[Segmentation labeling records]
◆ ◆ ◆ ◆ ◆ ◆ ◆

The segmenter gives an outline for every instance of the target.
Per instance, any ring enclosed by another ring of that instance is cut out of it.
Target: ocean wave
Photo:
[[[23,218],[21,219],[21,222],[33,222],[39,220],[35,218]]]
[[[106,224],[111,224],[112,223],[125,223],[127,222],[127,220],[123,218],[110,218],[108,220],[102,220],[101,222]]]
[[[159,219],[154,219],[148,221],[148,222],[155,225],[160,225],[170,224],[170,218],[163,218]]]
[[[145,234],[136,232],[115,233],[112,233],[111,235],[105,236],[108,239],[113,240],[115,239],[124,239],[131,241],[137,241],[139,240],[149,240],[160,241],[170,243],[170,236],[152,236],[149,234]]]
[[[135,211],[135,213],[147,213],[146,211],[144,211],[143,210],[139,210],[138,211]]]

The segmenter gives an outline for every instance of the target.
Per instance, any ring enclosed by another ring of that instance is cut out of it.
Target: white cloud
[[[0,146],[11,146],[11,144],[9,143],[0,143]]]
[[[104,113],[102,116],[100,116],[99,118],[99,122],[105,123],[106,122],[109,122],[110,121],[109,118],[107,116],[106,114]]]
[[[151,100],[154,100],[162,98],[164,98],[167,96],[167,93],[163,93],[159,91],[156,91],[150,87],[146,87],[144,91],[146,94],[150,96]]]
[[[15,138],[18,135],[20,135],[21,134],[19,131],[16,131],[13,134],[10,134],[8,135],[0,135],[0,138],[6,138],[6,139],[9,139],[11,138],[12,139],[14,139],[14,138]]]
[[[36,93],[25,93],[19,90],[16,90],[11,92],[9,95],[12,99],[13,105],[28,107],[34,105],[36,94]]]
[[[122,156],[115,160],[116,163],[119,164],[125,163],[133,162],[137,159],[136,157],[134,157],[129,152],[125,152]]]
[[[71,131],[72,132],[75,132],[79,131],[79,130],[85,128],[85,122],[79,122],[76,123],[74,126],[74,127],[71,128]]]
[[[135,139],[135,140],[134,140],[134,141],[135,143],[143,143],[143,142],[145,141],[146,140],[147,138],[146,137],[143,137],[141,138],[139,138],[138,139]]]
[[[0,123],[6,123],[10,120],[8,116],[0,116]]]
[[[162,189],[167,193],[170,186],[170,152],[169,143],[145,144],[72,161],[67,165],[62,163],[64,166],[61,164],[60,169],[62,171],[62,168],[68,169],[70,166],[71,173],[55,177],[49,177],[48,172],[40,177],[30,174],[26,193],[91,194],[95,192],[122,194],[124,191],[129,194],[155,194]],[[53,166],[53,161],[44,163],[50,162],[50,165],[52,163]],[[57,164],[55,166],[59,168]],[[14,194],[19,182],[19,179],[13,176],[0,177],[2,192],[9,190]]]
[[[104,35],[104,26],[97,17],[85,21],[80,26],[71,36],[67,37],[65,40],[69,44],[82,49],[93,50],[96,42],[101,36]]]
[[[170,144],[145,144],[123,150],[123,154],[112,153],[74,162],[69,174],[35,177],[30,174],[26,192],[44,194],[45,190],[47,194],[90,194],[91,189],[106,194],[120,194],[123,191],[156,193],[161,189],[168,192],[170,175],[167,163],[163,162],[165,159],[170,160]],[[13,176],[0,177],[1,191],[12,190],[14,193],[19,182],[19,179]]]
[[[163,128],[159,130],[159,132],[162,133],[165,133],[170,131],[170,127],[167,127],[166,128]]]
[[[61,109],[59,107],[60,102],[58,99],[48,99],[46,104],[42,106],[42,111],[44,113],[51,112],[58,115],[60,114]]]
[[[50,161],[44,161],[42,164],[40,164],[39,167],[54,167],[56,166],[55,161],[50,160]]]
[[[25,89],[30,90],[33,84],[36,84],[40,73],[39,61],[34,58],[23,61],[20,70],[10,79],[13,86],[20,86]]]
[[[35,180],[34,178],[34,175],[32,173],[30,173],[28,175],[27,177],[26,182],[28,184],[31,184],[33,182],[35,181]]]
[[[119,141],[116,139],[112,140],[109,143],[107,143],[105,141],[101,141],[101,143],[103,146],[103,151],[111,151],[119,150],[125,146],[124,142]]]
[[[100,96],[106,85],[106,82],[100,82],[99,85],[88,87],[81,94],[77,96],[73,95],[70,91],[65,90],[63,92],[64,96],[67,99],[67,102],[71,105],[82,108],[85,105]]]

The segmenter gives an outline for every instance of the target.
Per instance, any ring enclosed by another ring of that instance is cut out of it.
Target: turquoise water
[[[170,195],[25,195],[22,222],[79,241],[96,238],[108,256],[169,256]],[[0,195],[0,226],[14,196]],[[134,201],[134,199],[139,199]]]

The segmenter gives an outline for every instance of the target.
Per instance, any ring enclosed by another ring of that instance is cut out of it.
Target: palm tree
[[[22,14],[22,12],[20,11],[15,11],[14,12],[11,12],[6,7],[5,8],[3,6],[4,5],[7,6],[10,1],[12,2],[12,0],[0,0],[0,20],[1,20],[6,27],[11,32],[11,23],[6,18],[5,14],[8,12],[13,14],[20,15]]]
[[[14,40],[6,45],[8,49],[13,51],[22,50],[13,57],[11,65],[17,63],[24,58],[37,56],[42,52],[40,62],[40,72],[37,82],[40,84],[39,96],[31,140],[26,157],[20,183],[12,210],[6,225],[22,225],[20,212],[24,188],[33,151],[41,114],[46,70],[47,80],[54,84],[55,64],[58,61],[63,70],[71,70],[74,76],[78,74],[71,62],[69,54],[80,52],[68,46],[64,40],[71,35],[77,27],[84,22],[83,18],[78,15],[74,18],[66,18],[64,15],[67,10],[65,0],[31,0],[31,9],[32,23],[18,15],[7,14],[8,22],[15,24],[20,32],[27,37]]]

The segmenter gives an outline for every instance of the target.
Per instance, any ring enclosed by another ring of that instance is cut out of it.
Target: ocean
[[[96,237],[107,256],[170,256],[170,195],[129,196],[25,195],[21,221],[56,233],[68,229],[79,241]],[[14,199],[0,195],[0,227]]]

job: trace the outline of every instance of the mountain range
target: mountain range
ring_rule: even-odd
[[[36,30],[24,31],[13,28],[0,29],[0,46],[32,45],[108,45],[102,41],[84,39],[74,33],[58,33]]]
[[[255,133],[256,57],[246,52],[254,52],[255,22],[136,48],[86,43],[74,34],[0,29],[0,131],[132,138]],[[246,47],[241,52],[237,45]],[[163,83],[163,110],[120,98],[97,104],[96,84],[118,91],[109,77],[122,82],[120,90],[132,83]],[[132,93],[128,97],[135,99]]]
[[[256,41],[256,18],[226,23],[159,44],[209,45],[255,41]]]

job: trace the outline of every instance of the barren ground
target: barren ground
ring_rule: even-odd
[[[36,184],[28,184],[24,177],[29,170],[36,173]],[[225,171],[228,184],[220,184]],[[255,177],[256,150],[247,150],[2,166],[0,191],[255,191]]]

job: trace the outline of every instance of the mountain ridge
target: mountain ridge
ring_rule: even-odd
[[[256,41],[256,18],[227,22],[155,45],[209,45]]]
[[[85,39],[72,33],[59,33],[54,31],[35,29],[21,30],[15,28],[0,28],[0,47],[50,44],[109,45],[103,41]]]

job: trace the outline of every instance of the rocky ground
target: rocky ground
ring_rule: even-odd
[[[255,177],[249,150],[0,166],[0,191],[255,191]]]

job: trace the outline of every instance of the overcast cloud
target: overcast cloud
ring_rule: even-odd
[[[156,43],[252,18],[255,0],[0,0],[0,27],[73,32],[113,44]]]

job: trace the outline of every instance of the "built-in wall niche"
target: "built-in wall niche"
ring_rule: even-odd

◆ ◆ ◆ ◆ ◆ ◆ ◆

## What this task involves
Please write out all of the records above again, swapping every occurrence of "segmenter" for "annotator" and leaving everything else unchanged.

## Output
The annotator gives an outline for every instance of the target.
Per instance, any ring enclosed by another ring of that instance is cut out of it.
Target: ocean wave
Photo:
[[[23,218],[21,219],[21,222],[33,222],[39,220],[35,218]]]
[[[106,224],[111,224],[112,223],[125,223],[127,222],[127,220],[123,218],[110,218],[108,220],[102,220],[101,222]]]
[[[159,219],[154,219],[148,221],[148,222],[155,225],[160,225],[170,224],[170,218],[163,218]]]
[[[145,234],[136,232],[115,233],[112,233],[111,235],[105,236],[108,239],[113,240],[115,239],[124,239],[131,241],[137,241],[139,240],[149,240],[160,241],[170,243],[170,236],[152,236],[149,234]]]
[[[135,211],[135,213],[147,213],[146,211],[144,211],[143,210],[139,210],[138,211]]]

The annotator gives an outline for every instance of the target.
Per instance, any ring enclosed by another ring of that instance is cut out of it.
Target: white cloud
[[[0,146],[11,146],[11,144],[9,143],[0,143]]]
[[[104,113],[102,116],[100,116],[99,118],[99,122],[105,123],[106,122],[109,122],[110,121],[109,118],[107,116],[106,114]]]
[[[151,100],[154,100],[162,98],[164,98],[167,96],[167,93],[163,93],[159,91],[156,91],[150,87],[146,87],[144,91],[146,94],[150,96]]]
[[[15,138],[18,135],[20,135],[21,134],[19,131],[16,131],[13,134],[10,134],[8,135],[0,135],[0,138],[6,138],[6,139],[9,139],[11,138],[12,139],[14,139],[14,138]]]
[[[36,93],[25,93],[19,90],[16,90],[11,92],[9,95],[12,99],[13,105],[28,107],[34,105],[36,94]]]
[[[122,156],[115,160],[116,163],[119,164],[125,163],[133,162],[137,159],[136,157],[134,157],[129,152],[125,152]]]
[[[71,131],[72,132],[75,132],[79,131],[79,130],[85,128],[85,122],[79,122],[76,123],[74,126],[74,127],[71,128]]]
[[[135,139],[135,140],[134,140],[134,141],[135,143],[143,143],[143,142],[145,141],[146,140],[147,138],[146,137],[143,137],[141,138],[139,138],[138,139]]]
[[[0,123],[6,123],[10,120],[8,116],[0,116]]]
[[[162,189],[167,193],[170,186],[170,152],[169,143],[145,144],[72,161],[67,165],[62,163],[64,166],[61,164],[60,169],[62,171],[62,168],[68,169],[70,166],[71,173],[55,177],[49,177],[48,172],[40,177],[30,174],[26,193],[91,194],[95,192],[122,194],[124,191],[129,194],[155,194]],[[53,166],[53,161],[44,163],[50,162],[50,165],[52,163]],[[57,164],[55,166],[59,168]],[[14,194],[19,182],[19,179],[13,176],[0,177],[2,192],[9,190]]]
[[[104,35],[104,26],[97,17],[85,21],[80,26],[71,36],[67,37],[65,40],[69,44],[82,49],[93,50],[96,42],[101,36]]]
[[[170,144],[145,144],[123,150],[123,154],[112,153],[74,162],[69,174],[35,177],[30,174],[26,192],[44,194],[45,190],[47,194],[90,194],[91,189],[106,194],[120,194],[123,191],[156,193],[161,189],[168,192],[170,175],[167,163],[163,162],[165,159],[170,160]],[[13,176],[0,177],[1,191],[12,190],[14,193],[19,182],[19,179]]]
[[[163,128],[159,130],[159,132],[162,133],[165,133],[170,131],[170,127],[167,127],[166,128]]]
[[[61,109],[59,107],[60,102],[58,99],[48,99],[46,104],[42,106],[42,111],[44,113],[51,112],[58,115],[60,114]]]
[[[50,161],[44,161],[42,164],[40,164],[39,167],[54,167],[56,166],[55,161],[50,160]]]
[[[25,89],[30,90],[33,84],[36,84],[40,73],[39,61],[34,58],[23,61],[20,70],[10,79],[13,86],[20,86]]]
[[[35,180],[34,178],[34,175],[32,173],[30,173],[28,175],[27,177],[26,182],[28,184],[31,184],[33,182],[35,181]]]
[[[119,141],[116,139],[112,140],[109,143],[107,143],[105,141],[101,141],[101,143],[103,146],[103,151],[111,151],[119,150],[125,146],[124,142]]]
[[[100,96],[106,85],[106,82],[100,82],[99,85],[88,87],[81,94],[77,96],[73,95],[70,91],[65,90],[63,92],[64,96],[67,99],[67,102],[71,105],[82,108],[85,105]]]

The annotator gives an outline for every instance of the target.
Per instance, any ring enclosed by another ring of that instance is cut out of it.
Target: turquoise water
[[[170,195],[25,195],[22,222],[79,241],[96,238],[108,256],[169,256]],[[0,195],[0,226],[14,196]],[[134,201],[134,199],[139,199]]]

The annotator gives an outline for every instance of the target.
Per instance, any ring enclosed by another ring of that instance is cut out of it.
Target: palm tree
[[[22,14],[22,12],[20,11],[15,11],[14,12],[11,12],[6,7],[5,8],[3,6],[4,5],[7,6],[10,1],[12,2],[12,0],[0,0],[0,20],[1,20],[6,27],[11,32],[11,23],[6,18],[5,14],[8,12],[13,14],[20,15]]]
[[[14,40],[6,45],[8,49],[13,51],[22,50],[13,57],[11,65],[17,63],[24,58],[37,56],[42,52],[40,62],[40,72],[37,82],[40,84],[39,96],[31,140],[26,157],[20,183],[12,210],[6,225],[22,225],[20,212],[24,188],[33,151],[41,114],[46,70],[47,80],[54,84],[55,64],[58,61],[63,70],[71,70],[74,76],[78,74],[71,62],[69,54],[80,52],[68,46],[64,40],[71,35],[77,27],[84,22],[83,18],[78,15],[74,18],[66,18],[64,15],[67,10],[65,0],[31,0],[31,9],[32,23],[18,15],[7,14],[8,22],[15,24],[20,32],[27,37]]]

The annotator gives an outline for every instance of the target.
Per instance, any ring enclosed by another ring of that instance is cut out of it.
Target: ocean
[[[96,237],[107,256],[170,256],[170,195],[129,196],[25,195],[21,221],[56,233],[68,229],[79,241]],[[14,199],[0,195],[0,227]]]

job: trace the outline of every instance of the mountain range
target: mountain range
ring_rule: even-odd
[[[36,30],[24,31],[13,28],[0,29],[0,46],[32,45],[108,45],[102,41],[84,39],[74,33],[58,33]]]
[[[255,133],[256,57],[246,52],[254,52],[255,22],[136,48],[86,43],[74,34],[0,29],[0,131],[132,138]],[[246,47],[241,52],[237,45]],[[163,83],[163,110],[120,98],[97,104],[96,84],[118,91],[109,77],[122,82],[120,90],[132,83]],[[132,93],[128,97],[135,99]]]
[[[256,41],[256,18],[226,23],[159,44],[209,45],[255,41]]]

job: trace the outline of every instance of the barren ground
target: barren ground
ring_rule: even-odd
[[[36,184],[28,184],[24,177],[29,170],[36,173]],[[225,171],[228,184],[220,184]],[[255,177],[256,150],[247,150],[2,166],[0,191],[255,191]]]

job: trace the outline of every instance of the mountain ridge
target: mountain ridge
ring_rule: even-odd
[[[256,41],[256,18],[227,22],[155,45],[209,45]]]
[[[85,39],[72,33],[59,33],[54,31],[35,29],[21,30],[15,28],[0,28],[0,47],[50,44],[109,45],[103,41]]]

job: trace the outline of every instance of the rocky ground
target: rocky ground
ring_rule: even-odd
[[[255,177],[249,150],[0,166],[0,191],[255,191]]]

job: trace the outline of every instance of the overcast cloud
target: overcast cloud
ring_rule: even-odd
[[[156,43],[252,18],[255,0],[0,0],[0,27],[73,32],[113,44]]]

job: trace the outline of every instance of the "built-in wall niche"
target: "built-in wall niche"
ring_rule: even-odd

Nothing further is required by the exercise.